Le nouveau président du Liberia doit faire face à de nombreux défis : changer l’image du pays, marquée par la guerre civile des années 1990 et la crise sanitaire et humanitaire d’Ebola, redresser l’économie et « aider les populations ». Mais avant tout, il lui faut répondre à l’urgence budgétaire : il faut 61 millions d’euros dans les trois mois. Rencontre.
«Je suis très fatigué.» Lorsqu’il reçoit Jeune Afrique ce 22 février à l’hôtel Peninsula, à Paris, George Weah fait d’emblée savoir que l’entretien sera court. Arrivé en France deux jours plus tôt pour sa première visite officielle hors du continent, il a enchaîné les rendez-vous sans répit. À chaque fois, il a plaidé pour un renforcement des liens entre l’Hexagone et le Liberia et mis en valeur les atouts économiques de son pays.
Comme pour rappeler que ce dernier ne se résume pas à la guerre civile qui l’a ravagé dans les années 1990 ou à l’épidémie d’Ebola qui l’a ébranlé entre 2014 et 2015. Devant les étudiants du Conservatoire national des arts et métiers, face aux patrons français du Medef, ou encore lors du déjeuner de travail qu’il a eu à l’Élysée avec Emmanuel Macron, l’ex-footballeur devenu président a en substance tenu ce même discours.
Urgence budgétaire
Le président a besoin de quelque 75 millions de dollars (61 millions d’euros) pour les trois prochains mois
Mais le nouvel homme fort de Monrovia doit d’abord faire face à ce qu’il nomme lui-même une « urgence budgétaire » : payer les salaires des fonctionnaires. Ses équipes ont entamé des discussions avec le FMI et la Banque mondiale. En France, elles ont obtenu un don de 10 millions d’euros après que le Liberia a été inscrit sur la liste des bénéficiaires prioritaires de l’aide de l’Agence française de développement (AFD). Mais on est encore bien loin du compte.

*LIGNES DE DONNÉES*.
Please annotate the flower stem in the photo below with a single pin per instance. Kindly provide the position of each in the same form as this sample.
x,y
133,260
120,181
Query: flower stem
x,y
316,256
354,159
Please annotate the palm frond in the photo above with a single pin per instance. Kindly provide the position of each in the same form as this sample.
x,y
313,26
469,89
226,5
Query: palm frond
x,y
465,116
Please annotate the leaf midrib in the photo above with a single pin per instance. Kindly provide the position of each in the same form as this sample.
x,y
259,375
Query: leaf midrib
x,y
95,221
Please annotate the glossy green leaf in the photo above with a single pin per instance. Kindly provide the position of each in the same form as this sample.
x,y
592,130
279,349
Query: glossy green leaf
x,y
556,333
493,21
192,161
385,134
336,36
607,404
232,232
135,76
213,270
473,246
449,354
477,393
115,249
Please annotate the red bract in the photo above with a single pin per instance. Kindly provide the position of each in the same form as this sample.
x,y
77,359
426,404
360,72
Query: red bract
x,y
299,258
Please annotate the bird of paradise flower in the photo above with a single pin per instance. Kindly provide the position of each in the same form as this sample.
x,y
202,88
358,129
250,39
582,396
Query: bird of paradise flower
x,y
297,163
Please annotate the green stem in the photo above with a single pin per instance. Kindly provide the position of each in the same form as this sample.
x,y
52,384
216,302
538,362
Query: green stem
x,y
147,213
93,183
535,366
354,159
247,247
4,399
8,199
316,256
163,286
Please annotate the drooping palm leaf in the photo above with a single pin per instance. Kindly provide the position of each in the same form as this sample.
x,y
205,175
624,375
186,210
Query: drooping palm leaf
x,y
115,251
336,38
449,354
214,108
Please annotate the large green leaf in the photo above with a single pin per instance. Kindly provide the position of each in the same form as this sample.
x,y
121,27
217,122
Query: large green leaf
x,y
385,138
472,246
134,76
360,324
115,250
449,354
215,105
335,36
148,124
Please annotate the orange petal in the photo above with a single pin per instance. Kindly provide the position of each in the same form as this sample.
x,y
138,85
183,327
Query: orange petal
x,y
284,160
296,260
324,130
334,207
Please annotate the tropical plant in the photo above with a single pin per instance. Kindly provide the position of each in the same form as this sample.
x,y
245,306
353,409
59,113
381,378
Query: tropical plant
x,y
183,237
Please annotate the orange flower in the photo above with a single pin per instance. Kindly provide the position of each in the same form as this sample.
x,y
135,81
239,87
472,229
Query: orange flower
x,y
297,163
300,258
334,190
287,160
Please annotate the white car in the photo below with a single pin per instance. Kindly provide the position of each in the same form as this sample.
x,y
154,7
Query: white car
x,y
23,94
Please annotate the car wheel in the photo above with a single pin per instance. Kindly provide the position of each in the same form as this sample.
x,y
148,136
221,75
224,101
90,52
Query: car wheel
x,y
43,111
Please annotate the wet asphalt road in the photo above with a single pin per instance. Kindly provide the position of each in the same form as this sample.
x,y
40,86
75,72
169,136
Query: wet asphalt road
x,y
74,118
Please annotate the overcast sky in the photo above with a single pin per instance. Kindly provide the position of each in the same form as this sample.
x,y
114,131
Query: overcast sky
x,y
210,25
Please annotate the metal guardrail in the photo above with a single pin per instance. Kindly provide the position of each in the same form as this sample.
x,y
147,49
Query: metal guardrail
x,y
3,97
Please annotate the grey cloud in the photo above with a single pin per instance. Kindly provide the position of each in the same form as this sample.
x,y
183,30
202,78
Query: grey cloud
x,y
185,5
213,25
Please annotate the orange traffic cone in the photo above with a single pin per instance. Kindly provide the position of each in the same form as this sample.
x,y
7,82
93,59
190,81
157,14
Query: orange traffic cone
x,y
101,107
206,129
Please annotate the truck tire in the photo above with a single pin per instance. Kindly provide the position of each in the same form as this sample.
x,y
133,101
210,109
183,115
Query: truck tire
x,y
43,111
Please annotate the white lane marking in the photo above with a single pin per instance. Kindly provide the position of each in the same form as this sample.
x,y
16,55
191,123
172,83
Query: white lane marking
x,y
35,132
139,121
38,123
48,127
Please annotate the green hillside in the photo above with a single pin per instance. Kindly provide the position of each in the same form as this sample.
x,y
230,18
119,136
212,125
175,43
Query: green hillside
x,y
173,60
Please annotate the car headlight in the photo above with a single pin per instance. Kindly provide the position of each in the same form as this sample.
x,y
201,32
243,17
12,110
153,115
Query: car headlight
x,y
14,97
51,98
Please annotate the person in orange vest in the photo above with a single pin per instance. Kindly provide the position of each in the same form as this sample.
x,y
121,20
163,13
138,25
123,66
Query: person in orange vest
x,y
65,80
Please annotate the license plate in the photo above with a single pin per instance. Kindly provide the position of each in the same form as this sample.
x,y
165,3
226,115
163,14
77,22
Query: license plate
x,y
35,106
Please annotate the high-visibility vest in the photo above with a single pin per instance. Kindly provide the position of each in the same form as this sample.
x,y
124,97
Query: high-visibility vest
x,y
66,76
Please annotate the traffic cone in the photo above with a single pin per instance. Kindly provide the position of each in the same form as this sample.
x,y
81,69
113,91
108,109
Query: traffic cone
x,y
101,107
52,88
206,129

*EXERCICES PROPOSÉS*.
a - Répondez à ces questions à l'aide de l'article sur George Weah :
(i) Dans quel hôtel parisien George Weah reçoit-il Jeune Afrique ?
(ii) Entre quelles années l'épidémie d'Ebola a-t-elle ébranlé le Liberia ?
(iii) Quel montant la France a-t-elle accordé au Liberia sous forme de don ?
b - Pour chaque affirmation, dites si elle concorde avec l'article sur George Weah, et citez les mots du texte qui tranchent :
(i) George Weah est arrivé en France le jour même de l'entretien.
(ii) L'urgence budgétaire consiste à payer les salaires des fonctionnaires.
(iii) Le déjeuner de travail avec Emmanuel Macron a eu lieu à l'Élysée.
c - Poursuivez l'article sur la visite de George Weah en France à la suite de sa dernière phrase.
Les lignes de données n'ont aucun rôle dans ce travail.

*CORRIGÉS*.
a -
(i) À l'hôtel Peninsula.
(ii) Entre 2014 et 2015.
(iii) 10 millions d'euros.

b -
(i) Non : « Arrivé en France deux jours plus tôt ».
(ii) Oui : « payer les salaires des fonctionnaires ».
(iii) Oui : « lors du déjeuner de travail qu’il a eu à l’Élysée avec Emmanuel Macron ».

c -
D’après son entourage, le président a besoin de quelque 75 millions de dollars (61 millions d’euros) pour les trois prochains mois. Un chiffre que Weah ne confirme ni ne dément. Peut-être son gouvernement pléthorique – 83 membres – n’a-t‑il pas aidé à résoudre ce problème. Mais le président tient à rappeler les mesures sociales prises depuis son investiture pour « aider les populations » : « Nous avons fait baisser les prix des biens de première nécessité et réduit les impôts. »
Économie affaiblie par une « mauvaise gestion »
Quand on n’a ni la stabilité sociale ni la stabilité politique, on ne peut pas travailler au développement économique
En cet après-midi hivernal, Mister George, entouré d’amis – parmi lesquels Georges Wega, le patron de la filiale sénégalaise de la Société générale – et de ses plus proches collaborateurs, se dit conscient de l’immensité de la tâche.
L’ancien sénateur du comté de Montserrado (Monrovia), qui avait déjà tenté de conquérir la présidence en 2005 et la vice-présidence en 2011, affirme avoir hérité d’un pays « économiquement très affaibli », plombé par une « mauvaise gestion » – fragilité aggravée par l’incertitude qui a régné pendant la présidentielle.
« Quand les gens n’étaient pas sûrs qu’il y aurait un deuxième tour, ils sont allés déposer leur argent dans les banques des pays voisins. » Dans certains bureaux des administrations, « tout a été volé », poursuit celui qui assure avoir commandé un audit des comptes publics pour avoir une idée précise de la situation du pays. Il promet d’être « très exigeant » dans la lutte contre la corruption, dont il fait sa priorité.
Pour autant, George Weah se refuse à blâmer son prédécesseur, Ellen Johnson-Sirleaf, à qui l’on reproche de ne pas avoir suffisamment agi dans le domaine. Au Prix Nobel de la paix 2011, qui a aussi reçu le prix Mo Ibrahim 2017 à la mi-février, il reconnaît le mérite d’avoir œuvré pour le retour de la paix.
« Quand on n’a ni la stabilité sociale ni la stabilité politique, on ne peut pas travailler au développement économique », rappelle-t‑il. Cela justifie-t‑il des compromis, voire des alliances avec d’anciens chefs de guerre tels que Prince Johnson, aujourd’hui sénateur ? Sur ce point, Weah (…)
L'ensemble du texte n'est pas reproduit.